START RECORDS SHOWN

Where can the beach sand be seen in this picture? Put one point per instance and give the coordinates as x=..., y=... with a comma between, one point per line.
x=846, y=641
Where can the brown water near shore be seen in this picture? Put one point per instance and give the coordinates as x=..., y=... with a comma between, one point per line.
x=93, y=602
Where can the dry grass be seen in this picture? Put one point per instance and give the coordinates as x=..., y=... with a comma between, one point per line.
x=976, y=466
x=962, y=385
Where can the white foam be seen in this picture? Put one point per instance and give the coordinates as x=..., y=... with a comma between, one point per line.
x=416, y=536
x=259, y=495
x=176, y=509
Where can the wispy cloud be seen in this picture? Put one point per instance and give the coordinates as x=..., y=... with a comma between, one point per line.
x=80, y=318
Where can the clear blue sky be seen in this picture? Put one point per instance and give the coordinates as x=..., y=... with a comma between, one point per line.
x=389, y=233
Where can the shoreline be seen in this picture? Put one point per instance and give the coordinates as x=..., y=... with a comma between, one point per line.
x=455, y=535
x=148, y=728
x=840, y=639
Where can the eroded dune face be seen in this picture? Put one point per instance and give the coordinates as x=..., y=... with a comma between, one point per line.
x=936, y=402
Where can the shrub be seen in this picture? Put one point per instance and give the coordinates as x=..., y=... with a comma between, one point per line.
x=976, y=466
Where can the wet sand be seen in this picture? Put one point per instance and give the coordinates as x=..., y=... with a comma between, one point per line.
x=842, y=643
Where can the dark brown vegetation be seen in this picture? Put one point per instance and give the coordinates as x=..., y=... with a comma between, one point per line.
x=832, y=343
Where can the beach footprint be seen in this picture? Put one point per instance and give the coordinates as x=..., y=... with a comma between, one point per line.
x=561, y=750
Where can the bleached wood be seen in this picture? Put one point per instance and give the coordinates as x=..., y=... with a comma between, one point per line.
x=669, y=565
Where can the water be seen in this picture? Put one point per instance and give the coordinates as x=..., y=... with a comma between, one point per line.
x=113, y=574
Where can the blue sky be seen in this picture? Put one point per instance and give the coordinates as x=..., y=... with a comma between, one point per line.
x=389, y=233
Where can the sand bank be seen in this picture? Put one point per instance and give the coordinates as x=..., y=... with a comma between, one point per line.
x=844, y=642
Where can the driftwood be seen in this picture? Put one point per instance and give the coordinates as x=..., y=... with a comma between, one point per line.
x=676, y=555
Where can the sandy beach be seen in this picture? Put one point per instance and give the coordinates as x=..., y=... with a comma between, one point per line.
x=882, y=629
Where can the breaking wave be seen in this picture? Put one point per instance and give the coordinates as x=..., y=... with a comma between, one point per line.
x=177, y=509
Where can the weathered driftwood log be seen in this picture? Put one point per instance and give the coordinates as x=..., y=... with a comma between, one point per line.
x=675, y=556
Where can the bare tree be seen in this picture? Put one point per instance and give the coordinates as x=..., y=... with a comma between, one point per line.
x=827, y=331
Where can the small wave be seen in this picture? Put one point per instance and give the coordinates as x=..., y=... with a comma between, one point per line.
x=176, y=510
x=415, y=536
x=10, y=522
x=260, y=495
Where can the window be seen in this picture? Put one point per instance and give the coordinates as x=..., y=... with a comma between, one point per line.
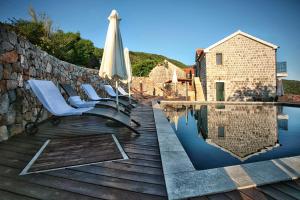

END RECORDS SHOWN

• _WORK REQUEST_
Each of the entries above must be copied exactly, but the pictures stay out.

• _YOUR RESPONSE_
Where can the beach sand be seen in this picture? Put one point per instance and give the coordinates as x=..., y=... with a comma between, one point per line.
x=846, y=641
Where can the brown water near shore be seen in this picture? Put one point per instance and give the coordinates as x=..., y=... with a comma between, one point per line.
x=93, y=602
Where can the dry grass be seen in this picture? Put one point per instance and give the coordinates as x=..., y=... with a comma between, one point per line.
x=976, y=466
x=962, y=385
Where can the white foam be seen in this picture? Put one point per instance and give the coordinates as x=..., y=... with a comma between, one point per line.
x=416, y=536
x=259, y=495
x=176, y=509
Where can the wispy cloud be seen in this picture? Put one point per instance and give the coordinates as x=..., y=... with a comma between, one point per line.
x=80, y=318
Where can the clear blue sky be seen in this picture? Put one point per instance and give the coordinates as x=..., y=... with a comma between, one point per line.
x=389, y=233
Where can the shoreline be seen in this picture? Put one point per instance and give the coordinates as x=..., y=... with a comma between, one point per line.
x=455, y=535
x=148, y=728
x=840, y=639
Where can the eroded dune face be seen in this picture? Put one point per instance and give the coordinates as x=..., y=... with a comma between, one point per line.
x=936, y=402
Where can the shrub be seen in this picture? Put one point per instance and give the coordinates as x=..., y=... with a comma between, one point per line.
x=976, y=466
Where can the wet sand be seen in this picture? Put one point per instance and give the coordinates as x=..., y=... with a comma between, one point per line.
x=842, y=643
Where can the dark brown vegetation be seen in this picture? Put one point per instance and give the coordinates as x=..., y=... with a comma between, one point per line.
x=832, y=343
Where can the beach footprint be seen in this picture? Put one point per instance and give the coordinates as x=..., y=... with a comma between, one point per line.
x=561, y=750
Where can the bleached wood be seen in this picture? Put one point per instance and give the coordinates as x=..., y=... with a comma between, one point per line.
x=669, y=565
Where can the water be seen in this picture? Put one point per instance and give the coordinates as x=..., y=... with a comma between, one point per line.
x=113, y=574
Where can the blue sky be seen in this picture? Put one point per instance and give the coordinates as x=..., y=... with a comma between, one point per line.
x=389, y=233
Where can the sand bank be seen in this picture? Put one point per instance and give the coordinates as x=..., y=... with a comma between, one point per line.
x=844, y=642
Where can the driftwood be seen in this picture? Put one point per instance and give the coordinates as x=..., y=... with a comma between, one point per line.
x=676, y=555
Where can the sandy beach be seen in this picture? Put one point per instance and give the coordinates as x=..., y=... with a comma between, one point per line.
x=882, y=629
Where can the breaking wave be seen in this picture? Put one point per instance and give the coordinates as x=..., y=... with a comma between, one point per line.
x=177, y=509
Where can the weathered driftwood log be seen in this picture? Put one point per instance and give the coordinates as x=..., y=... with a comma between, one point per line.
x=675, y=556
Where can the bare tree be seen in this picture? Put one point per instance and give the coordinates as x=..., y=... with a comma between, one point per line.
x=827, y=331
Where can the small wave be seen in this picture? Put one point per instance and give the coordinates as x=..., y=... with a comma between, one point per line.
x=176, y=510
x=415, y=536
x=10, y=522
x=260, y=495
Where can the window be seen in this picture? Put one point per instance and give the coordinates as x=..., y=... with a comma between, one point per line.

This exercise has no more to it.